** START OF Dataset excerpts **

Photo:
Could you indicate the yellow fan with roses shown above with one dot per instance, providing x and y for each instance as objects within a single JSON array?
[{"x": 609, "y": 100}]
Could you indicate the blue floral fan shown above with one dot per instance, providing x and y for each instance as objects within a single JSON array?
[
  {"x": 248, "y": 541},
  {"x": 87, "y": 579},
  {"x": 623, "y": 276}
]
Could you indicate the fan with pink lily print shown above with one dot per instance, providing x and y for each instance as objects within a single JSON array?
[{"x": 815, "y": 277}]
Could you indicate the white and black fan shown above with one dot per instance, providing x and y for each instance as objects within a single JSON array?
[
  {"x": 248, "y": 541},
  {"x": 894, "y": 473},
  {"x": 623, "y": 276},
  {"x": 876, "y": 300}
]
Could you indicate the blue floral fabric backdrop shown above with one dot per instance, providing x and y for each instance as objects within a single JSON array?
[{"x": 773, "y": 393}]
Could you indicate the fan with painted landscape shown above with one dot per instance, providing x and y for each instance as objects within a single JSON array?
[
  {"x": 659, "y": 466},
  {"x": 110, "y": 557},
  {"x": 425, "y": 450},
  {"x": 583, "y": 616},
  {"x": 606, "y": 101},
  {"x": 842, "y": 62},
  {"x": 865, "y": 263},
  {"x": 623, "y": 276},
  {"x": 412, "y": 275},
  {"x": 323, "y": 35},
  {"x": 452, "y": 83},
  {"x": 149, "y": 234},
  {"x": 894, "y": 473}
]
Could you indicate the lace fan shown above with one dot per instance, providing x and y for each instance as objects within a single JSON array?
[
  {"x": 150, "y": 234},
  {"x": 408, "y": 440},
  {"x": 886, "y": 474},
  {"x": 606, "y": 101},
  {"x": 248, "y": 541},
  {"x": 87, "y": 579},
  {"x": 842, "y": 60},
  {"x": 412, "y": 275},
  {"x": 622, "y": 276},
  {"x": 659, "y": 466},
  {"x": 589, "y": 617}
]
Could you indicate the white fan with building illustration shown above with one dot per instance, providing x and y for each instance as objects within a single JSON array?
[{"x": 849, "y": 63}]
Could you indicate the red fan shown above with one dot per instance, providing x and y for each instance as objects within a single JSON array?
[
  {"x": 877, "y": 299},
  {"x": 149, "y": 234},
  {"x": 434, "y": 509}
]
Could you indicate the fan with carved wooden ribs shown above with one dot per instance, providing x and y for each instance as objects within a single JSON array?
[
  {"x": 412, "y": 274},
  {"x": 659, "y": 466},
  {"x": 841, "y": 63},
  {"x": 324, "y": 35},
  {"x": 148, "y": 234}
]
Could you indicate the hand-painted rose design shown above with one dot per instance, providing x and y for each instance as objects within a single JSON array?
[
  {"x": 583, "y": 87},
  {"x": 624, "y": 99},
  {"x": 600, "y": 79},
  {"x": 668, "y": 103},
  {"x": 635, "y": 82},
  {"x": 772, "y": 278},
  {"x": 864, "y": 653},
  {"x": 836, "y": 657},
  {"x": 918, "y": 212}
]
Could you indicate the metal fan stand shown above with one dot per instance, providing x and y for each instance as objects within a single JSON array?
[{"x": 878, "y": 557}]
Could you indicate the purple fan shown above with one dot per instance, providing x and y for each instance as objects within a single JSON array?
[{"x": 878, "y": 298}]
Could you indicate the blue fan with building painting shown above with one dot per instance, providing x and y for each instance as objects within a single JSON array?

** END OF Dataset excerpts **

* **What is needed**:
Express the stretch of the material above, from the line containing "Could you indicate the hand-painted" through the last line of the material, as a JSON list of strings with one string per line, leaving out blank lines.

* **Result of this exercise**:
[
  "Could you indicate the hand-painted rose design shown above with one dot per instance, providing x and y for each instance as objects within a single JSON array?",
  "[",
  "  {\"x\": 583, \"y\": 87},",
  "  {\"x\": 624, \"y\": 99},",
  "  {\"x\": 600, \"y\": 79},",
  "  {\"x\": 668, \"y\": 103},",
  "  {\"x\": 635, \"y\": 82},",
  "  {\"x\": 772, \"y\": 278},",
  "  {\"x\": 864, \"y\": 653},",
  "  {\"x\": 836, \"y\": 657},",
  "  {\"x\": 918, \"y\": 212}",
  "]",
  "Could you indicate the metal fan stand shown above with one dot per instance, providing x and y for each instance as objects within a single JSON array?",
  "[{\"x\": 878, \"y\": 557}]",
  "Could you indicate the purple fan shown above with one dot per instance, providing x and y for each instance as objects within a single JSON array?",
  "[{\"x\": 878, \"y\": 298}]",
  "Could you indicate the blue fan with building painting shown above with one dot per instance, providing x and y for each instance as objects within a single JSON array?"
]